Pull every line containing "rocks" from the data.

DATA IN THIS EXERCISE:
====================

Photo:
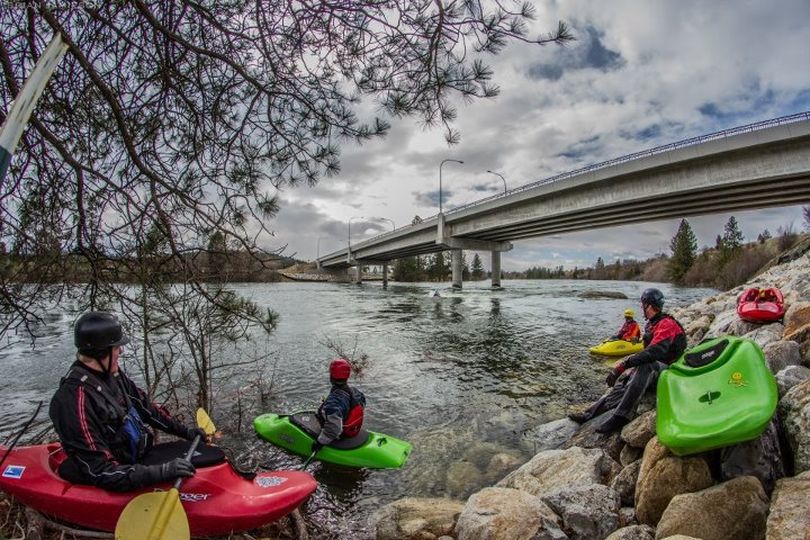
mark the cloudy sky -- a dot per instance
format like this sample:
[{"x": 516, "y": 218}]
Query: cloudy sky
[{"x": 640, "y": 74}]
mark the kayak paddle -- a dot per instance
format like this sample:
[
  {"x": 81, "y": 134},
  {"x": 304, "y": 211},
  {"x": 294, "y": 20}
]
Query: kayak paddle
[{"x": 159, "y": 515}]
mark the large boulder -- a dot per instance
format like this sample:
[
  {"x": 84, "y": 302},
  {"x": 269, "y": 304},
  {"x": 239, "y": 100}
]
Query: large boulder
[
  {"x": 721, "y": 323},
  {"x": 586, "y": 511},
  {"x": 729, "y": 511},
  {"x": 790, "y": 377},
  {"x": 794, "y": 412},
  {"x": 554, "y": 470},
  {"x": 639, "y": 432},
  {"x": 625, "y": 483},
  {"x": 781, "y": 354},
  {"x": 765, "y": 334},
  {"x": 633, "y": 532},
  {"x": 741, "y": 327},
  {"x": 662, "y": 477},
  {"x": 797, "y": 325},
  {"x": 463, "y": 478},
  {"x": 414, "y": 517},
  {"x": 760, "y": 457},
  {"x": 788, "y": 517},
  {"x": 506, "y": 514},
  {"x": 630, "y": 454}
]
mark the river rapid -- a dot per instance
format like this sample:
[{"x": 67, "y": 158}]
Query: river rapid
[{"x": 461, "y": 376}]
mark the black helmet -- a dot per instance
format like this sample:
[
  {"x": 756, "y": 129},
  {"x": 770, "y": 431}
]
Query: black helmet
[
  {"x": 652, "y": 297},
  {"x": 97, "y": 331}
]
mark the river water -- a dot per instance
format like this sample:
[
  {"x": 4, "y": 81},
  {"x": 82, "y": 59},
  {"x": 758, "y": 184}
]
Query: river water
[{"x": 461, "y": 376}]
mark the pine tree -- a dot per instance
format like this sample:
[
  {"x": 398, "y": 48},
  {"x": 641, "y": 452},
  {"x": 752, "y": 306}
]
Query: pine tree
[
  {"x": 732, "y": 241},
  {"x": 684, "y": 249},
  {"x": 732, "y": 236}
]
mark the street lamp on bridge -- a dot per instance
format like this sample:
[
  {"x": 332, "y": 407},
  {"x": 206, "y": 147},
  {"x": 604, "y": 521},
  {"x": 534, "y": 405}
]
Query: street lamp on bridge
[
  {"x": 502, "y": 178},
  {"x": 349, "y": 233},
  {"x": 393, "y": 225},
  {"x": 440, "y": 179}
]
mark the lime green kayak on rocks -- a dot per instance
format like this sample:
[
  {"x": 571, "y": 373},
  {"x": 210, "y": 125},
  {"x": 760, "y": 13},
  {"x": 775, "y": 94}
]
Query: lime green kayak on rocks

====================

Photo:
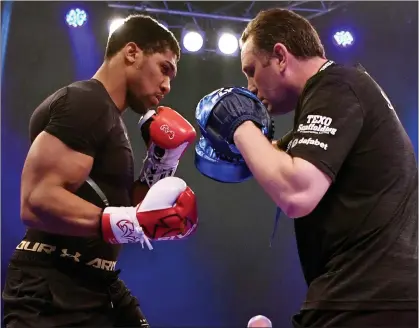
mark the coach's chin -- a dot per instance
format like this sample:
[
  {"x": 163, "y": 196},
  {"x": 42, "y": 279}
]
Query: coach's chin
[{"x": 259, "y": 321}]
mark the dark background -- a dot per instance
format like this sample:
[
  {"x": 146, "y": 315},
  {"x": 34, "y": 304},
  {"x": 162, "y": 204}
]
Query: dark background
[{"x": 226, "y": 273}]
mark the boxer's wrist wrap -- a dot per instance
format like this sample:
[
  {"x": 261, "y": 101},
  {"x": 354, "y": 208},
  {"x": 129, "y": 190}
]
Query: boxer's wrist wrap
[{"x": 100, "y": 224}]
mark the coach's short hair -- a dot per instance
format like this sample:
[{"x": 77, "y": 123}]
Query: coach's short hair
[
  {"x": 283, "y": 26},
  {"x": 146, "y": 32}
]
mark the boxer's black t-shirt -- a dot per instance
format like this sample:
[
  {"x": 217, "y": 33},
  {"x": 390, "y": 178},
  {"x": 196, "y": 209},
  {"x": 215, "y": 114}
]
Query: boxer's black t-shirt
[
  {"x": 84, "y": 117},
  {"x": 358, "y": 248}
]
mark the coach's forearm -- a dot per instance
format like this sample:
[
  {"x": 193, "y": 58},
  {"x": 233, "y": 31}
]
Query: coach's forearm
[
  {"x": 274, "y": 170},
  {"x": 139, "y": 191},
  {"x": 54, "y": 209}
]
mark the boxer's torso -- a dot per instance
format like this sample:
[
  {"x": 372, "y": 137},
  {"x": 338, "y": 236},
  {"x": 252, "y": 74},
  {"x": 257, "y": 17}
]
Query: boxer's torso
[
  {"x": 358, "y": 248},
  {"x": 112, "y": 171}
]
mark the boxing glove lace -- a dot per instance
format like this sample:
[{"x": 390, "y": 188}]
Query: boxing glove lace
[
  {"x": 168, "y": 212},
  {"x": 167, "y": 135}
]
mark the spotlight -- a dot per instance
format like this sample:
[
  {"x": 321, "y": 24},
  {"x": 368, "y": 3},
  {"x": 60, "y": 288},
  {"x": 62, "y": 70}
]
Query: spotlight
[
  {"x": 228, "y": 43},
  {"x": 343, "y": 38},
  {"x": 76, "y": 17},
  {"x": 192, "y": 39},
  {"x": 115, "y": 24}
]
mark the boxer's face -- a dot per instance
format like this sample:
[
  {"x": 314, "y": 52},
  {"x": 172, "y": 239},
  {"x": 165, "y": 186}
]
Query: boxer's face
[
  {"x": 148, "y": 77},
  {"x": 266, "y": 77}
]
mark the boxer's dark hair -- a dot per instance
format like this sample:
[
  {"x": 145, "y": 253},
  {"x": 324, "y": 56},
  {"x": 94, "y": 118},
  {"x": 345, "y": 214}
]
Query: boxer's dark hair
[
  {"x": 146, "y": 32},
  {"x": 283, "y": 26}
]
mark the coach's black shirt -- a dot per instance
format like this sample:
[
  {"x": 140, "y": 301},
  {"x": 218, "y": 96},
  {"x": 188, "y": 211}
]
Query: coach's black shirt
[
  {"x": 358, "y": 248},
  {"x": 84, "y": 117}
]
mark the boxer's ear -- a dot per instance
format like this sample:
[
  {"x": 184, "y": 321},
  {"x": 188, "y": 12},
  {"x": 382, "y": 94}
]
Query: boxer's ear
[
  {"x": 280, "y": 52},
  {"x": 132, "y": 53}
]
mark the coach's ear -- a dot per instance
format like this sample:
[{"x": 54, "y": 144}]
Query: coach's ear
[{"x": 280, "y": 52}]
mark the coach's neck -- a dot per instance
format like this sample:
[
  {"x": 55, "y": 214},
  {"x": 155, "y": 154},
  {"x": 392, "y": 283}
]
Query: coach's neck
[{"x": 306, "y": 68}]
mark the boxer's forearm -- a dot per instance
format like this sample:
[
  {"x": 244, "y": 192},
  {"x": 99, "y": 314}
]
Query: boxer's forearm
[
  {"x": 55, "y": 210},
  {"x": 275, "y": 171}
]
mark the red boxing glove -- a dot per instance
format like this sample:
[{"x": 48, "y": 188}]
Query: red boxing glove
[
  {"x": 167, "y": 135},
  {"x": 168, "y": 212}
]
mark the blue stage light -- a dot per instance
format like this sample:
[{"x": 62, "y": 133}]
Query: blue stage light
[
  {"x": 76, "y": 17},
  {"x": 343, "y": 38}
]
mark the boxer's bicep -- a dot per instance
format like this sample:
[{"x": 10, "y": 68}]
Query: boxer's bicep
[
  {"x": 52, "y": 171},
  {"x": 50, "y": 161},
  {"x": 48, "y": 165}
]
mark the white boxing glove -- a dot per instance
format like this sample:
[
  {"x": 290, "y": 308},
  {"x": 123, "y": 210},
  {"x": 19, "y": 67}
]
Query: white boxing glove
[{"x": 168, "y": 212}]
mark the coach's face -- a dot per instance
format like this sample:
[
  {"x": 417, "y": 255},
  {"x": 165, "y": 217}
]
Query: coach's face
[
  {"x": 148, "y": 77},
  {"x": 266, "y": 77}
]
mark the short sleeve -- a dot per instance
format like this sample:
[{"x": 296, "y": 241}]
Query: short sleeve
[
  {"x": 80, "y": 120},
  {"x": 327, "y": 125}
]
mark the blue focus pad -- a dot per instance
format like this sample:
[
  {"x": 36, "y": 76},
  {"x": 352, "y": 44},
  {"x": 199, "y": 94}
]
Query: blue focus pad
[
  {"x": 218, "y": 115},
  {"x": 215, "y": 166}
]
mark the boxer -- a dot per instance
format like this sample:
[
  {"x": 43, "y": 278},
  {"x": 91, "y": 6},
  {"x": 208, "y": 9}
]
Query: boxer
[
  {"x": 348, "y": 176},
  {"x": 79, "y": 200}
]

====================

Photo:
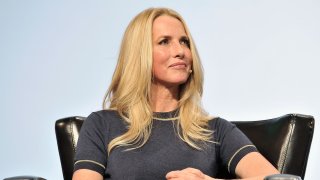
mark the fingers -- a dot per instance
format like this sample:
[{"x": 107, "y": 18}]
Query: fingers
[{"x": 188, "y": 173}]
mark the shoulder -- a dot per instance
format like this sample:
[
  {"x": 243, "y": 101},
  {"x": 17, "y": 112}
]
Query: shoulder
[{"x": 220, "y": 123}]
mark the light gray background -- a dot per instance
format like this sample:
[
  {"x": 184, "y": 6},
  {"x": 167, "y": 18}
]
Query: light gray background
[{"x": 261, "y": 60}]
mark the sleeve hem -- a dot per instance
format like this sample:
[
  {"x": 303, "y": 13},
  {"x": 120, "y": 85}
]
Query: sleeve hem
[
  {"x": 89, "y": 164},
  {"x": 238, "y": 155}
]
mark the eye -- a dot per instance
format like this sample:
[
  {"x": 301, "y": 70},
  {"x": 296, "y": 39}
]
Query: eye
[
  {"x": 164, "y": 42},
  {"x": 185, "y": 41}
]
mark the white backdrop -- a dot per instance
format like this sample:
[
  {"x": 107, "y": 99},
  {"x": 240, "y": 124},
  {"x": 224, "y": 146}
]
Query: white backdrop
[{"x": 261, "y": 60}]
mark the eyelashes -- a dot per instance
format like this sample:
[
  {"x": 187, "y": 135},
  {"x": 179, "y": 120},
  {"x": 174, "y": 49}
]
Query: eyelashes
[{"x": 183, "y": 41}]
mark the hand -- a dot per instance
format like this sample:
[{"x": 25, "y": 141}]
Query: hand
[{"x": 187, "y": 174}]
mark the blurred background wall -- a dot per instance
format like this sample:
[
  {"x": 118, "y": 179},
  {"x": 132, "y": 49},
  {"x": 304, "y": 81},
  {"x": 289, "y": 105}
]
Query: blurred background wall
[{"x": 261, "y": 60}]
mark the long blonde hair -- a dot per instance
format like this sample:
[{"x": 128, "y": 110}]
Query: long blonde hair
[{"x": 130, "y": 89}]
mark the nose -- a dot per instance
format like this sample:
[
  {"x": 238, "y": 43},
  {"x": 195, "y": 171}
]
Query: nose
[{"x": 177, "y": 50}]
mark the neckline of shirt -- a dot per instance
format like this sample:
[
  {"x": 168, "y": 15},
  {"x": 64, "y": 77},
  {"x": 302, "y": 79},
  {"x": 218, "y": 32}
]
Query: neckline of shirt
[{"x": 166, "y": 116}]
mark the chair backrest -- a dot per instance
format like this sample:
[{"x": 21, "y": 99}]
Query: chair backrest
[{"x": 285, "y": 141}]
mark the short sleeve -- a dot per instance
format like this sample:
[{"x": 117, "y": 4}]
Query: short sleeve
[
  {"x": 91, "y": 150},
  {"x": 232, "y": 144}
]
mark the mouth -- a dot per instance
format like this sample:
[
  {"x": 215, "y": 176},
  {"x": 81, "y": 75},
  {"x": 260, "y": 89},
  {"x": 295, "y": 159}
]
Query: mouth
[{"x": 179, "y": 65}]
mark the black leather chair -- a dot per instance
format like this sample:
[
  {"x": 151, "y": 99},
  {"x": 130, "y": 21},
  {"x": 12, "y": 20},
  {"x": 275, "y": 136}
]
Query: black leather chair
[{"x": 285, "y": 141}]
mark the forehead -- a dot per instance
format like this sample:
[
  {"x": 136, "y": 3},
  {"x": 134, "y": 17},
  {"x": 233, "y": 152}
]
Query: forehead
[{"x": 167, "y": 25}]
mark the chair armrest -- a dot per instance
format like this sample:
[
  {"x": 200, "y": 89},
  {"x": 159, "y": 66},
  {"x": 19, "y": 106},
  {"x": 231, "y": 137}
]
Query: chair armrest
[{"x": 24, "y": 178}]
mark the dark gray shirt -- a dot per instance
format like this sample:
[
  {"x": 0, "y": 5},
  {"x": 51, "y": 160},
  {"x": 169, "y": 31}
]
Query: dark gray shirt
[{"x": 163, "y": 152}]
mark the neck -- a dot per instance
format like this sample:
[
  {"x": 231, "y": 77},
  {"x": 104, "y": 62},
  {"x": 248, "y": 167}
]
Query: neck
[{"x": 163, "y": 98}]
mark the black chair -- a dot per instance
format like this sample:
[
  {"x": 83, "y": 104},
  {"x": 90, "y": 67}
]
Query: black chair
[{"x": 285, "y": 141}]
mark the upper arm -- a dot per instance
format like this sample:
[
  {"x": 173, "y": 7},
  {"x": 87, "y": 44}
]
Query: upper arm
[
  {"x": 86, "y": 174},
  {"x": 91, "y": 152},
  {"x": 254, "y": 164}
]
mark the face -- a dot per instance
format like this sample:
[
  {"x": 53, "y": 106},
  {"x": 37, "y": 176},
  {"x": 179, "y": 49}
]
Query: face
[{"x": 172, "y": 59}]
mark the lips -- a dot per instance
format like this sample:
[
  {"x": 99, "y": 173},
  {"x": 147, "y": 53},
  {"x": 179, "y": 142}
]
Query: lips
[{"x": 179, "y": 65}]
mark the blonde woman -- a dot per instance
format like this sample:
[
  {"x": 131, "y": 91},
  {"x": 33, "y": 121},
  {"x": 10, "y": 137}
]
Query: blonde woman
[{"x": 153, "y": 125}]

====================

RESPONSE BOX:
mark the lime green kayak on rocks -- a dot per instance
Query: lime green kayak on rocks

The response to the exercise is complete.